_Consigne écrite 1_
Reproduisez le passage de l'introduction depuis « Introduction à la » jusqu'à « lesquels il s’applique. » inclus.
_Consigne écrite 2_
Selon l'introduction, qu'est-ce qui paraît normal dans la tradition anglo-saxonne ? Relevez tous les exemples qu'elle donne.
_Consigne écrite 3_
Répondez brièvement, d'après l'introduction :
(a) À quelle date le Café Laïque a-t-il eu lieu ?
(b) De quelle association Jean-Pierre Sakoun est-il président ?
(c) Comment les Américains appellent-ils le principe fondamental de séparation ?

_Texte_
***
Introduction à la conférence « La laïcité est-elle exportable ? »
Café Laïque « Laïcité, Laicidad, Secularism ! »
17 novembre 2021, en collaboration avec l’association Le Chevalier de La Barre
Par Jean-Pierre Sakoun, président d’Unité Laïque
Parmi les éléments constitutifs de l’idée démocratique, on trouve la séparation du politique et du religieux. Toutes les démocraties respectent ce principe : on est également citoyen, quelle que soit son appartenance ou sa non-appartenance à une église. Mais ce principe se met en œuvre dans des conditions différentes selon les pays dans lesquels il s’applique.
Pour simplifier, il y a deux traditions, la tradition anglo-saxonne, à laquelle l’Allemagne fédérale s’est conformée, puisque la démocratie allemande a été au fond formée par la démocratie et l’influence américaines. Elle y a rallié tous les pays d’Europe du Nord, qui d’ailleurs pour la plupart, l’avaient adoptée, conformément à leur tradition libérale, luthérienne ou calviniste. C’est une tradition fondée sur l’égalité de toutes les religions, sur la liberté religieuse comme dimension première et sur des formes de collaboration dans la vie sociale entre organismes publics et cultes, qui pour nous est assez déroutante. Il paraît par exemple normal que le président des États-Unis prête serment sur la Bible, qu’on sache quelle est l’affiliation religieuse de tous les hommes politiques et que les groupes religieux entretiennent des lobbies et agissent en tant que tels auprès des instances publiques. C’est le cas dans le cadre de l’administration européenne, d’inspiration clairement anglo-saxonne et démocrate-chrétienne. Cette tradition est un des deux grands modes de séparation. Il reste le principe fondamental que les Américains appellent « le mur » de séparation et qui dans certains domaines, est plus infranchissable que dans notre pays laïque. Ainsi, le financement public de l’école privée, confessionnelle ou pas, apparaîtrait aux États-Unis comme une incongruité absolue.
***
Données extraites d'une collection
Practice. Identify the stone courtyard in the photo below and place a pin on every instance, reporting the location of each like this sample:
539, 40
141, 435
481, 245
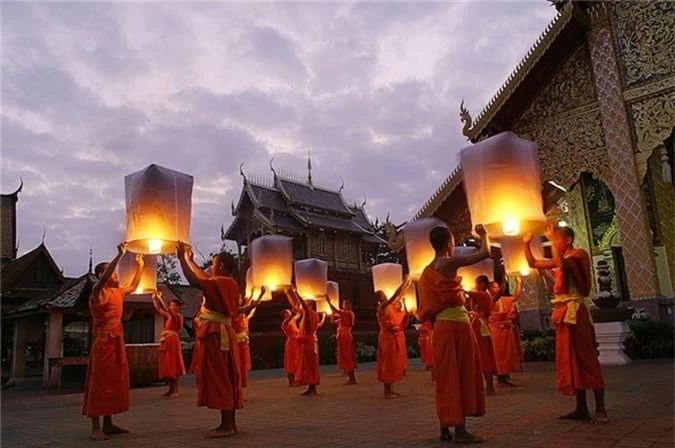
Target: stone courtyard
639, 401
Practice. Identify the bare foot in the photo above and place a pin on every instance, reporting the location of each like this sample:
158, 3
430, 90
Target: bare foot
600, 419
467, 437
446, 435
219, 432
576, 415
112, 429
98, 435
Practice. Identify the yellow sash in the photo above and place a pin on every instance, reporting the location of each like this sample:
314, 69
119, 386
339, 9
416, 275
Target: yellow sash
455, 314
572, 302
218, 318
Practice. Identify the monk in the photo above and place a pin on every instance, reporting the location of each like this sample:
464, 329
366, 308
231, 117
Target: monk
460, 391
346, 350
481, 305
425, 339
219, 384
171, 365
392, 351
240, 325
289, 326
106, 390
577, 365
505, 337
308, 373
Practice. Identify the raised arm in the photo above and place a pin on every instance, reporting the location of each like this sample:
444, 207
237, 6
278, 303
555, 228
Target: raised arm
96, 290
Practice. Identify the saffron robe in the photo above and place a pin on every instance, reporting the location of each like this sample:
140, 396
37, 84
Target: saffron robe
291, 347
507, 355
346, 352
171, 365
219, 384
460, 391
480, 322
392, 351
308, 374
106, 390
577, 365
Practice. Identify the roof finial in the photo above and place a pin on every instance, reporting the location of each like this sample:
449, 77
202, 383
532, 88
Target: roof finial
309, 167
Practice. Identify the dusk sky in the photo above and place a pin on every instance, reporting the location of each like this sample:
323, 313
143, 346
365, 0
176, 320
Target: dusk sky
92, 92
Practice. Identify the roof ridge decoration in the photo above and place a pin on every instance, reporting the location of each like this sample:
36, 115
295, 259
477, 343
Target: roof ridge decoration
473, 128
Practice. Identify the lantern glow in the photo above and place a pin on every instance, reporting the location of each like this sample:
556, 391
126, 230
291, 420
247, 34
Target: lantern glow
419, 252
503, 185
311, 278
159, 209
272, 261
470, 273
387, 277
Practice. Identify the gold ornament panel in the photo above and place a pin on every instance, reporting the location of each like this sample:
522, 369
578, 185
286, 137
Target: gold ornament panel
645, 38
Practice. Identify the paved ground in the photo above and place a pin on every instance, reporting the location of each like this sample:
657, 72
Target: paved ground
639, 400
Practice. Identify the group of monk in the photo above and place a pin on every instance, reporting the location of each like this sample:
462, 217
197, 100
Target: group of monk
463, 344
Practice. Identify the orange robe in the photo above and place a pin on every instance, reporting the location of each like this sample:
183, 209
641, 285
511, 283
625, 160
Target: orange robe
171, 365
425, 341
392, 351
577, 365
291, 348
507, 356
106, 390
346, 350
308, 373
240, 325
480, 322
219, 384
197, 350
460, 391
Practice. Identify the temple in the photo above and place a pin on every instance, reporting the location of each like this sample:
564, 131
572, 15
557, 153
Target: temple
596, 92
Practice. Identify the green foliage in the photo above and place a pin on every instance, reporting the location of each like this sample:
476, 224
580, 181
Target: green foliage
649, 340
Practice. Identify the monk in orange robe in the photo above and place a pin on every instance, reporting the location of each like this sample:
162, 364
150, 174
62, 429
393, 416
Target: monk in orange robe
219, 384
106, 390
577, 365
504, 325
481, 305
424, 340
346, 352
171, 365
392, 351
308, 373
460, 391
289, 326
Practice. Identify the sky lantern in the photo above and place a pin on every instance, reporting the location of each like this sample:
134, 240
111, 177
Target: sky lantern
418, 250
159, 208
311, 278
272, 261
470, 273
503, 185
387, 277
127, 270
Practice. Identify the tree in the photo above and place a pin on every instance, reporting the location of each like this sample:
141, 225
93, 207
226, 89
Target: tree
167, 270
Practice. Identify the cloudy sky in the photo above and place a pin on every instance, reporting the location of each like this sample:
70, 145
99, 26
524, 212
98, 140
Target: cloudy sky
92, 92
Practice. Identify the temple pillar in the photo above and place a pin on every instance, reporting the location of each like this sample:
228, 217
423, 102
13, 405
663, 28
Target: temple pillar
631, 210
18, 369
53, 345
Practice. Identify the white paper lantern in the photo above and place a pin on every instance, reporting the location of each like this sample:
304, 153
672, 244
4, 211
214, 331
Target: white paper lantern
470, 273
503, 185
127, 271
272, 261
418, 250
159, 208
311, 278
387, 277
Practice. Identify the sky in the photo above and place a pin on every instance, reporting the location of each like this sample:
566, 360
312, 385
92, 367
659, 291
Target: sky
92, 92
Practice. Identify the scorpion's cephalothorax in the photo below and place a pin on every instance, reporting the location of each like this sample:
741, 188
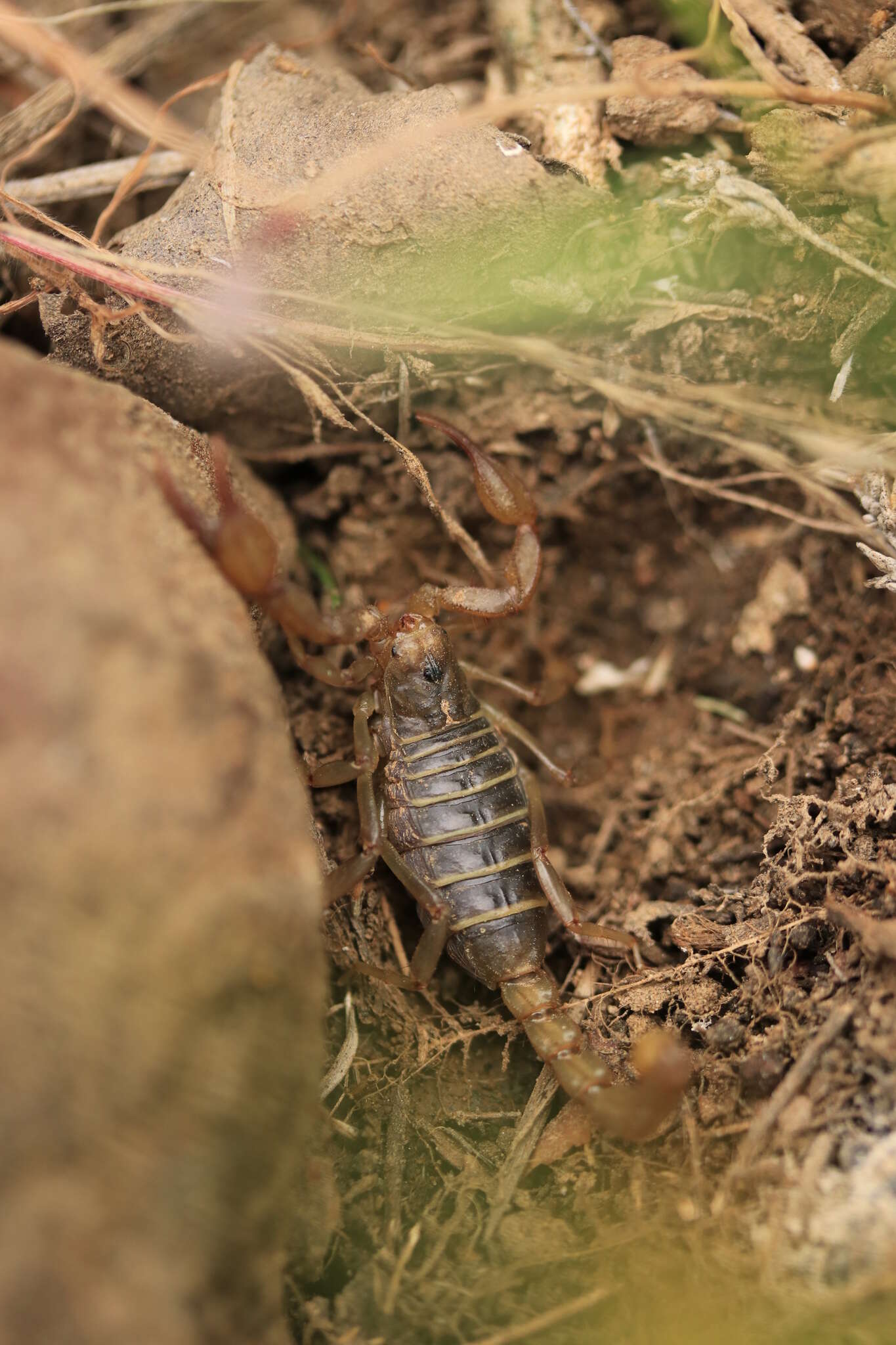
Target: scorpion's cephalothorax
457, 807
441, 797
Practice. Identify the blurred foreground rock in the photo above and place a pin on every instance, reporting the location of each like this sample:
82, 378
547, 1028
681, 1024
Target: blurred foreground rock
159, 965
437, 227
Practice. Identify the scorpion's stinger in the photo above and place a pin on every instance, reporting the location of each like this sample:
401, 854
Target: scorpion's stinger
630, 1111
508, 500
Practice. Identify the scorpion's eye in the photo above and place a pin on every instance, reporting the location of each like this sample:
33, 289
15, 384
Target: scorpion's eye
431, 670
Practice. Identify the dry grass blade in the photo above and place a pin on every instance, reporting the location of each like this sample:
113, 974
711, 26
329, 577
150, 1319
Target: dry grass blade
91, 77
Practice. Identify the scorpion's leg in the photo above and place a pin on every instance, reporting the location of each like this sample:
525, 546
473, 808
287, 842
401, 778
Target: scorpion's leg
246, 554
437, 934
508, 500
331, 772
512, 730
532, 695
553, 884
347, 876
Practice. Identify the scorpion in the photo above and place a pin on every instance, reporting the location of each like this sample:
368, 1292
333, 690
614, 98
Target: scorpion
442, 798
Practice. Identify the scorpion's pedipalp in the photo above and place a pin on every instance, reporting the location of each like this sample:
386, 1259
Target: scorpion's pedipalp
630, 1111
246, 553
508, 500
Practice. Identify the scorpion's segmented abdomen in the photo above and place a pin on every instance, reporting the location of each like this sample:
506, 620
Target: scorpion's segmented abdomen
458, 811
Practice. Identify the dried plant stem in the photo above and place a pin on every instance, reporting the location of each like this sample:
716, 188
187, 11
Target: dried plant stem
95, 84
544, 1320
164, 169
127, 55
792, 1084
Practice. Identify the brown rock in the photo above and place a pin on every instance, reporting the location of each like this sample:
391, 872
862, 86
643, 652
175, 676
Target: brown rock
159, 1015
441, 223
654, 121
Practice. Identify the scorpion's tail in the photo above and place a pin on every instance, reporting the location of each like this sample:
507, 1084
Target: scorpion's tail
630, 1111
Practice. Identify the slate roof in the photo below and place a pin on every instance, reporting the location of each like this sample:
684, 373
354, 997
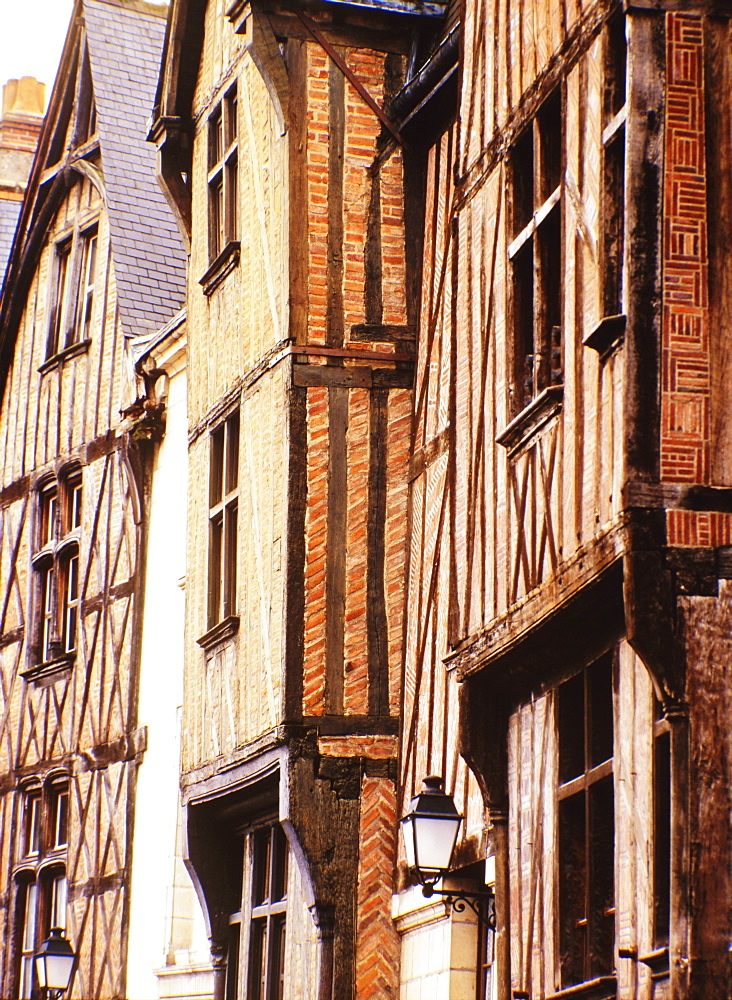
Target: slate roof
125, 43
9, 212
***
_Résultat attendu 1_
Introduction à la conférence « La laïcité est-elle exportable ? »
Café Laïque « Laïcité, Laicidad, Secularism ! »
17 novembre 2021, en collaboration avec l’association Le Chevalier de La Barre
Par Jean-Pierre Sakoun, président d’Unité Laïque
Parmi les éléments constitutifs de l’idée démocratique, on trouve la séparation du politique et du religieux. Toutes les démocraties respectent ce principe : on est également citoyen, quelle que soit son appartenance ou sa non-appartenance à une église. Mais ce principe se met en œuvre dans des conditions différentes selon les pays dans lesquels il s’applique.

_Résultat attendu 2_
- Le président des États-Unis prête serment sur la Bible.
- On sait quelle est l'affiliation religieuse de tous les hommes politiques.
- Les groupes religieux entretiennent des lobbies et agissent en tant que tels auprès des instances publiques.

_Résultat attendu 3_
(a) Le 17 novembre 2021.
(b) D'Unité Laïque.
(c) « Le mur » de séparation.